*EXERCISE TASK:*
Report every row below that contains the string "hand", copying each such row in full. Case counts.

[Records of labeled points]
══════

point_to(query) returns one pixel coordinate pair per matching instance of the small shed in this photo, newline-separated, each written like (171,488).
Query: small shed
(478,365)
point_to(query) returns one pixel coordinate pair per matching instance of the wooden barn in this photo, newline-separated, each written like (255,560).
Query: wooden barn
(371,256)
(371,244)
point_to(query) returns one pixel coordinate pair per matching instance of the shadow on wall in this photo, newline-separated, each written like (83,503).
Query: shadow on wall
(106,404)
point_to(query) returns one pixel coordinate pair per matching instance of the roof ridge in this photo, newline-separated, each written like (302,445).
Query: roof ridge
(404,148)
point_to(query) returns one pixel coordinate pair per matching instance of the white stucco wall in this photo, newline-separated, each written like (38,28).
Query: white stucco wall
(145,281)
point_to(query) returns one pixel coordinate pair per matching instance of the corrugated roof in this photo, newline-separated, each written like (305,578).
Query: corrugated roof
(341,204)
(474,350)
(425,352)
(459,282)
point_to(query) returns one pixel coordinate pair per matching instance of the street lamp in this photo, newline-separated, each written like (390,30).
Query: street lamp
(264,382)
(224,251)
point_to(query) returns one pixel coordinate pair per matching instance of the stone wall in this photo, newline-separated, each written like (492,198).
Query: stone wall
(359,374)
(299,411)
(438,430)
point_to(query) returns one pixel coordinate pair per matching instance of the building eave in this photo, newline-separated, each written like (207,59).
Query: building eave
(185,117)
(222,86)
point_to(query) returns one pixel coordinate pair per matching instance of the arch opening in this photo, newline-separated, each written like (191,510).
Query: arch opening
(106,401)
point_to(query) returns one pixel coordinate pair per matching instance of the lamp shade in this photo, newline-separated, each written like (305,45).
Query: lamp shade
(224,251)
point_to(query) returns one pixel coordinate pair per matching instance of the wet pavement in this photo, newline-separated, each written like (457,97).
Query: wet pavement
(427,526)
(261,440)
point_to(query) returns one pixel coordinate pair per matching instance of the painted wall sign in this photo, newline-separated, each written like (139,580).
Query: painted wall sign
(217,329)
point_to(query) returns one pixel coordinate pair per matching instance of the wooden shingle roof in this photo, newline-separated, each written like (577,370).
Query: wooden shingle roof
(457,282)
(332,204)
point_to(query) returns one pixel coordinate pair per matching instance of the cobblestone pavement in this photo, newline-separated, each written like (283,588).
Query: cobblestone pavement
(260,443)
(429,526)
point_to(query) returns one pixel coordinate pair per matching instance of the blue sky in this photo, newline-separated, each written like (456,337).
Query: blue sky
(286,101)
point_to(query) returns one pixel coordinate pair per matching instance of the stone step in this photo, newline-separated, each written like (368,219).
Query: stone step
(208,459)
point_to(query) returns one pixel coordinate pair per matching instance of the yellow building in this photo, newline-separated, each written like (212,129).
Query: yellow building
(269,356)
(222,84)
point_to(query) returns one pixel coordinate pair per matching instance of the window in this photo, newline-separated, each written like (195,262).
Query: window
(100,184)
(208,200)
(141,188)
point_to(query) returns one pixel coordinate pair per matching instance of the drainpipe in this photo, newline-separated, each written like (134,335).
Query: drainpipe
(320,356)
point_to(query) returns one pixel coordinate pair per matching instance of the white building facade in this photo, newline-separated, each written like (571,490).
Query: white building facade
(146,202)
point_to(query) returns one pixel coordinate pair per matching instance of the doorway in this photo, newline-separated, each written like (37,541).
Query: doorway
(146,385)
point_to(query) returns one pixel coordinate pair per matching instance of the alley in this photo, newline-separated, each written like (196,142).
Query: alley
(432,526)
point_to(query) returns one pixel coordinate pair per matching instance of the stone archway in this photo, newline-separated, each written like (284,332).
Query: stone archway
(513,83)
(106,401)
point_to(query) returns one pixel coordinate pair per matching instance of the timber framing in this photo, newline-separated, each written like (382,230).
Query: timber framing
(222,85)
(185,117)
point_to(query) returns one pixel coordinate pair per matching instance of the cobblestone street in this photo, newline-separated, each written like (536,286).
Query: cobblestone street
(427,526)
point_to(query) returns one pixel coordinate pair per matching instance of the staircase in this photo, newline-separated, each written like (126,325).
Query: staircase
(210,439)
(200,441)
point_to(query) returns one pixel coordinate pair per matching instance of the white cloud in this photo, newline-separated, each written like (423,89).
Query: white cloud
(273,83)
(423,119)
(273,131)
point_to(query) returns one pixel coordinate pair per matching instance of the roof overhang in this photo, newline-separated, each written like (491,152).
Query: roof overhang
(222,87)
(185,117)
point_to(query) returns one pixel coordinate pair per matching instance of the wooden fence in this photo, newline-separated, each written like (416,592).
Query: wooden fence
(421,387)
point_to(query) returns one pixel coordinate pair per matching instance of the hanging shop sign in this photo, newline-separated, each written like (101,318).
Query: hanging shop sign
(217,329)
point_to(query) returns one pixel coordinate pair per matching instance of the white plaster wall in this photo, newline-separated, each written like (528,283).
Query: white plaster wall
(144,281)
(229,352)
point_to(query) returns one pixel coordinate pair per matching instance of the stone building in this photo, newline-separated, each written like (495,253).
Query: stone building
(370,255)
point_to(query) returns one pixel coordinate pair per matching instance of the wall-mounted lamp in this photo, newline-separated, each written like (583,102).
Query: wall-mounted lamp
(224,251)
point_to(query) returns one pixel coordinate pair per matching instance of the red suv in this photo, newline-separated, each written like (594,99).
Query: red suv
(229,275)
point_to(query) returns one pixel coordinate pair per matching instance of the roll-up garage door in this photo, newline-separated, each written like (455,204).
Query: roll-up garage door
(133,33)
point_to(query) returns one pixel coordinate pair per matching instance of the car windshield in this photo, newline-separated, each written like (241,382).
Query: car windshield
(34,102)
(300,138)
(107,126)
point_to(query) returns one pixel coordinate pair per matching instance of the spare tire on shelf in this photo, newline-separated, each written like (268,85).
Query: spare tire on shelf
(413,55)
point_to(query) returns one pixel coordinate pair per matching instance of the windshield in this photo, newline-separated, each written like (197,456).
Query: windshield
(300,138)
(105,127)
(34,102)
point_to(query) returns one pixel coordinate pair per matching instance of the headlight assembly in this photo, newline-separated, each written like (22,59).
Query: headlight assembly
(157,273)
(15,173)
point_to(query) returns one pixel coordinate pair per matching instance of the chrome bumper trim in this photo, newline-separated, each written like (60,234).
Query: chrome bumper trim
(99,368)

══════

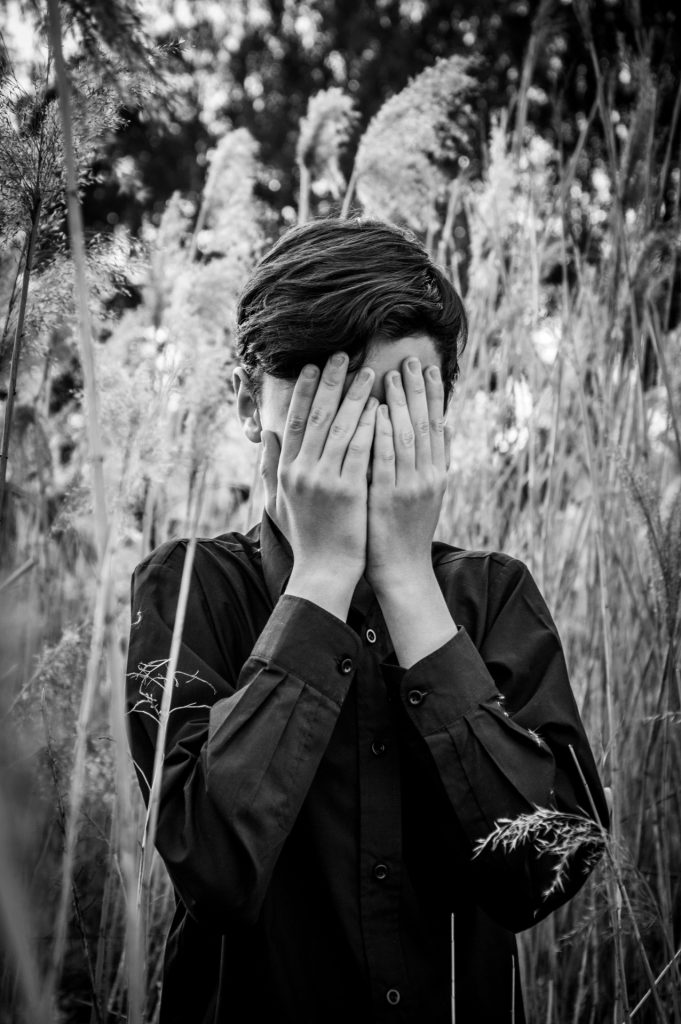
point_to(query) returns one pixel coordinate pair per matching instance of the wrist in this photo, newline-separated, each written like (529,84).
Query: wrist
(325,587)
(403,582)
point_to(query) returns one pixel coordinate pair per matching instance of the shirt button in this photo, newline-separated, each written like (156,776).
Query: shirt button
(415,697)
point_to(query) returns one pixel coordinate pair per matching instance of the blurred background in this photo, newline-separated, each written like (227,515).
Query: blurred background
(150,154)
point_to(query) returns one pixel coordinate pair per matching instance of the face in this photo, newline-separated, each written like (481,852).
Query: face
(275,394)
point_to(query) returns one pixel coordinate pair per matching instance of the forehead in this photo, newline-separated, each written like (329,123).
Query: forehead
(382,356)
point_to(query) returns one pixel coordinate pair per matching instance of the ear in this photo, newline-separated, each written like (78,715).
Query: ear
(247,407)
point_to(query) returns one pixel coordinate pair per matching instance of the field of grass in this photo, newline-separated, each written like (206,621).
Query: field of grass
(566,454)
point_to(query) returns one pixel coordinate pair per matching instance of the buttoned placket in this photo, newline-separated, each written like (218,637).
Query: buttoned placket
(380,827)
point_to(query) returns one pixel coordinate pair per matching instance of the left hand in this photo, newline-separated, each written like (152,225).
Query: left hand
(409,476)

══════

*THE OUTPUT:*
point_to(query) returns one pixel coordinate pair per matching instance of the left hand in this photo, newline-separated, each written like (152,225).
Query: left hand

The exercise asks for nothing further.